Count the lines in the material below that contain the string "could", treating uppercase and lowercase as different. Reply with the number alone.
---------- Supplied material
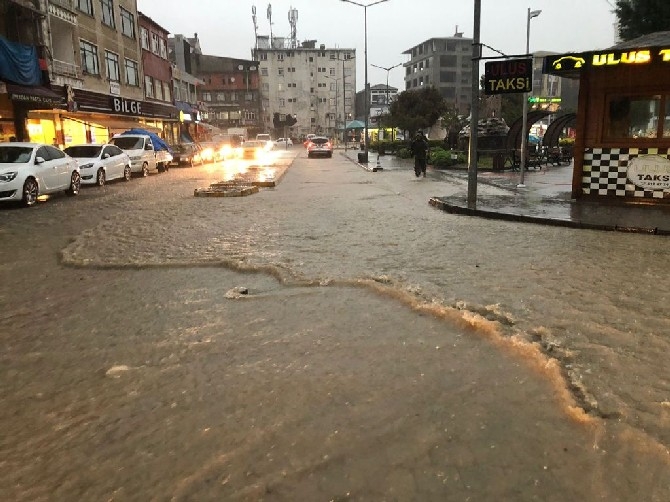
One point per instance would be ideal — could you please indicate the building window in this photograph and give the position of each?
--------------------
---------- Supplied material
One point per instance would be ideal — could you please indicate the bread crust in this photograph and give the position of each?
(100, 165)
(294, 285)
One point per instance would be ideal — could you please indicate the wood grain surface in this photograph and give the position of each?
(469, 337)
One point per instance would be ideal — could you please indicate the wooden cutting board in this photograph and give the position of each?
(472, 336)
--------------------
### Answer below:
4